• The task
Reproduce the data that follows character for character, but omit its pictures.

*** Opening of Given data ***

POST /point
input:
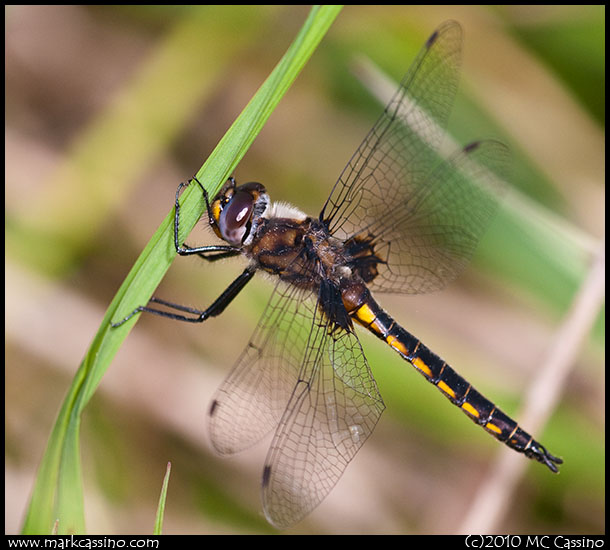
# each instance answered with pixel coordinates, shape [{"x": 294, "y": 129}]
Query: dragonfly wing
[
  {"x": 250, "y": 402},
  {"x": 422, "y": 215},
  {"x": 332, "y": 410}
]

*** Close of Given data ***

• Answer box
POST /point
input:
# each instance answered with pixel coordinates, shape [{"x": 294, "y": 129}]
Query: dragonfly wing
[
  {"x": 250, "y": 402},
  {"x": 422, "y": 215},
  {"x": 332, "y": 410}
]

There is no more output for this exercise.